What you have to do:
Find every line in the data below that contains the word "shown", and copy each such line out. Case counts.

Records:
++++++++++
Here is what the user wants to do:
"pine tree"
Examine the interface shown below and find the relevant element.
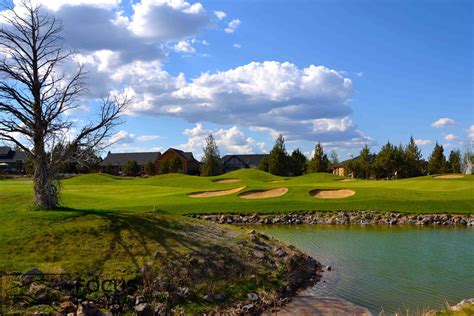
[268,134,289,176]
[428,142,446,174]
[403,136,423,177]
[374,142,395,179]
[201,134,222,177]
[448,150,461,173]
[308,142,329,173]
[358,144,372,179]
[291,148,308,177]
++++++++++
Solution to the exercise:
Examine the interface shown below and find the relevant element.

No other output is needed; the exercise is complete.